» EXTRACTED TEXT
Last Updated on November 13, 2025, 1:25 pm ET
Editor’s note: This is the first in a series of ARL Research & Analytics Impact Reports, which capture transformative effects of specific research library programs on students, researchers, communities, and/or the higher education/research enterprise. For more information about the Impact Reports series, contact Kevin Borden, senior director, Research and Analytics, ARL.

Nature Cell Biology published a groundbreaking study by Vanderbilt University researchers in collaboration with colleagues at the University of Texas Southwestern, submitted and made open access by corresponding author Dylan Burnette of Vanderbilt. The research redefines our understanding of how cells communicate. It uncovered the existence of previously unknown biological structures called blebbisomes: massive, mobile, extracellular vesicles that carry organelles like mitochondria and have the ability to both send and receive molecular signals. These “super-vesicles” act like autonomous communication centers, traveling between cells, relaying signals, and even performing tasks typically confined within cell boundaries.
The study revealed that cancer cells exploit blebbisomes to suppress the immune system by releasing immune-dampening proteins, helping tumors evade detection. This advancement in our understanding of cell biology holds significant promise for future breakthroughs for cancer diagnostics, immunotherapy, targeted drug delivery, and regenerative medicine.
The world was able to engage with this research the moment it was published because Vanderbilt made the article openly accessible. No subscriptions. No paywalls. Just science, immediately available to researchers, clinicians, educators, and innovators around the world, online at the source, for free.
A bibliometric analysis at Vanderbilt reveals that open access articles like this receive significantly more citations, averaging a field-weighted citation impact (FWCI) of 1.36, compared to 0.87 for paywalled articles. That’s more than a 50% increase in impact, showing that when research is freely available, it moves faster, reaches farther, and matters more to society.

» TASKS
(a) In the impact report, what average field-weighted citation impact does the Vanderbilt analysis give for paywalled articles?
(b) Which areas does the impact report say could see future breakthroughs from this advance in cell biology?
(c) Does the impact report support each statement? (i) The study appeared in Nature Cell Biology. (ii) Blebbisomes can send molecular signals but cannot receive them. (iii) Dylan Burnette is at the University of Texas Southwestern.

» DATASET EXTRACT
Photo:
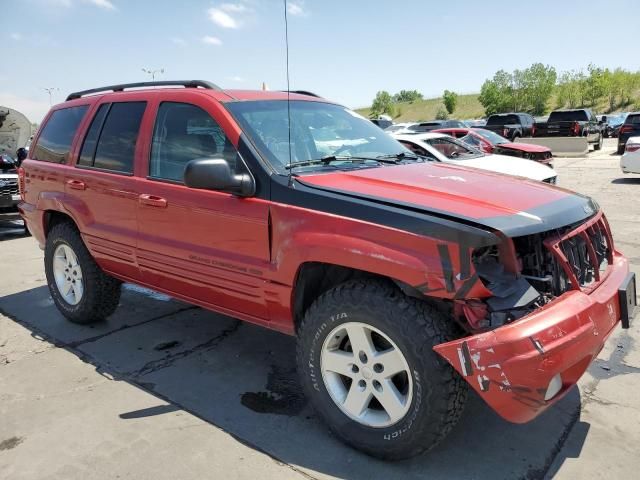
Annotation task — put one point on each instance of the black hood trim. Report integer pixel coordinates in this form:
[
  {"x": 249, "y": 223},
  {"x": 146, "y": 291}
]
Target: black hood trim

» PER-TASK ANSWERS
(a) 0.87

(b) cancer diagnostics, immunotherapy, targeted drug delivery, regenerative medicine

(c)
(i) Yes: "Nature Cell Biology published a groundbreaking study by Vanderbilt University researchers"
(ii) No: "have the ability to both send and receive molecular signals"
(iii) No: "corresponding author Dylan Burnette of Vanderbilt"